Exercise instructions
Looking at the listing below, how many lines include "logo"? Answer with the number only.

Information given
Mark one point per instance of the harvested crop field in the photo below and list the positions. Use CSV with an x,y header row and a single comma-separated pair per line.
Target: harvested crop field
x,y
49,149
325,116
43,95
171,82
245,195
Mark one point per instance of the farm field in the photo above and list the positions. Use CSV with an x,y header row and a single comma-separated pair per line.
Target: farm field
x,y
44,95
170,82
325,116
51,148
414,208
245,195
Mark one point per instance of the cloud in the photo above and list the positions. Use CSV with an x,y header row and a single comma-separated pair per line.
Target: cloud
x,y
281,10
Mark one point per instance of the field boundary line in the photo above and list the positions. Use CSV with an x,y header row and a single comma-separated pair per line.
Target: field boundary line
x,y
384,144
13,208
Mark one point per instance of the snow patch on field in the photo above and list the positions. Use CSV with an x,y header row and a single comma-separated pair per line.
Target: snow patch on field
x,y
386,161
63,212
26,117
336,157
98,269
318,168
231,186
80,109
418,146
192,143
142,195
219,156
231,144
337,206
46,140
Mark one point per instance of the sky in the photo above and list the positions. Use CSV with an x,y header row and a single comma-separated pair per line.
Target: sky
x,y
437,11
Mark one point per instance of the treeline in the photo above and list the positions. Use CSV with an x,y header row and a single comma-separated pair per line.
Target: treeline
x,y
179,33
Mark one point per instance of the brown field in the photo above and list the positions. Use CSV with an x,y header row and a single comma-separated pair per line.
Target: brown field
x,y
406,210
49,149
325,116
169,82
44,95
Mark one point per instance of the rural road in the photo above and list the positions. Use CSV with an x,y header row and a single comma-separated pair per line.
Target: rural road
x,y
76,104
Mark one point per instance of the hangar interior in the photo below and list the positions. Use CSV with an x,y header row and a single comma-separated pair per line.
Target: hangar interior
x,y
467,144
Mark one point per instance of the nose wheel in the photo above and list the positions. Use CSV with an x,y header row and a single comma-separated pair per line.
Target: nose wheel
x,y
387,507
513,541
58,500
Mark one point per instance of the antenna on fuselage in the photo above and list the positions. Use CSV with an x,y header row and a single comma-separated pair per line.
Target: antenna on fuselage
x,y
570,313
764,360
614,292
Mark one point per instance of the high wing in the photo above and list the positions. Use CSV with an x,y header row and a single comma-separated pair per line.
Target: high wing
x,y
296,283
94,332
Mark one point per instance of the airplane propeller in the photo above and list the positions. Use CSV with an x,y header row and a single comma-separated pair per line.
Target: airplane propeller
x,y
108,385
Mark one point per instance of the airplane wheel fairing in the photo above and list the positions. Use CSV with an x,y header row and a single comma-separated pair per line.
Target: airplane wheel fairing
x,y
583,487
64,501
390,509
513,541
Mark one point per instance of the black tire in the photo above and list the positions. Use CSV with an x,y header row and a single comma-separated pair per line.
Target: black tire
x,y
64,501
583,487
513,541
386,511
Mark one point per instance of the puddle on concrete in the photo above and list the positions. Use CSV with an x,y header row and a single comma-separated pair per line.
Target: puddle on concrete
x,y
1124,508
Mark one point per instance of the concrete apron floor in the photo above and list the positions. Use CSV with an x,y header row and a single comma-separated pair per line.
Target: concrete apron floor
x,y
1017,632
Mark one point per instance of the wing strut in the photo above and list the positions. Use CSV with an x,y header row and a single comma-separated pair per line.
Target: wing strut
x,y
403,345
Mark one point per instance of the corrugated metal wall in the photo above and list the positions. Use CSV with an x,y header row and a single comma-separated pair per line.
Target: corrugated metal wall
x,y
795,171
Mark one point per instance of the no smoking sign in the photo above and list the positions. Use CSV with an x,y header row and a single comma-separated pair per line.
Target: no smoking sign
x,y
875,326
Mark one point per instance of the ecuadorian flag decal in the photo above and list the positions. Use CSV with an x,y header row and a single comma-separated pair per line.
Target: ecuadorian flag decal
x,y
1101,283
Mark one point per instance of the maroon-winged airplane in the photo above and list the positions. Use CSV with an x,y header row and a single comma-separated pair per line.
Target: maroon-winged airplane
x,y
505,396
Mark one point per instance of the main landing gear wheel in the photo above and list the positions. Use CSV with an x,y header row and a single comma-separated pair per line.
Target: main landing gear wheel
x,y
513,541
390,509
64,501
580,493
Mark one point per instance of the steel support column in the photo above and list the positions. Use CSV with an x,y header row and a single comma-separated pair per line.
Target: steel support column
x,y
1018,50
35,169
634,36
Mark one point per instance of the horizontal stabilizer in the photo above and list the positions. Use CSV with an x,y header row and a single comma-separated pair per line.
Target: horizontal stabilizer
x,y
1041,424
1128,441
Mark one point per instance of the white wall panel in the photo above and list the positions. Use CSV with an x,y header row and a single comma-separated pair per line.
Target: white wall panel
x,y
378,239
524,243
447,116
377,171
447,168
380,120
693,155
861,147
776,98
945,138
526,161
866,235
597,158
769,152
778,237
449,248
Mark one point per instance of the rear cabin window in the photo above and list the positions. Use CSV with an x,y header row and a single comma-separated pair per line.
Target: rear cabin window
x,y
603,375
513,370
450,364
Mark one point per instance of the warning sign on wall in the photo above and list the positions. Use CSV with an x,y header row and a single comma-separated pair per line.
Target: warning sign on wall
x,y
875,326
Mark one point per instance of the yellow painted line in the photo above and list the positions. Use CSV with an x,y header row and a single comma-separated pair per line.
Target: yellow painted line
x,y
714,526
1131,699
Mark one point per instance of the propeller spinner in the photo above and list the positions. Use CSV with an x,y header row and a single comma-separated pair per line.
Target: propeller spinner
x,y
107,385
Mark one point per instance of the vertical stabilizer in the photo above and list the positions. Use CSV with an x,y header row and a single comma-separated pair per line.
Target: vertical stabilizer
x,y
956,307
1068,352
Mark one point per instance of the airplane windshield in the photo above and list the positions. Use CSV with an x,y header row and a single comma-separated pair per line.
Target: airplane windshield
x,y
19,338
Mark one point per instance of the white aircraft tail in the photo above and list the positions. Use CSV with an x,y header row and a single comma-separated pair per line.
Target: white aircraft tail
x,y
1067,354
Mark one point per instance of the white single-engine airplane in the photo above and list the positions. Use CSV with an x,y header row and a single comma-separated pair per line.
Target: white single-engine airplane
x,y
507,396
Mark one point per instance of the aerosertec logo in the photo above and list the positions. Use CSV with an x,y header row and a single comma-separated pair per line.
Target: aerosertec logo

Answer to the problem
2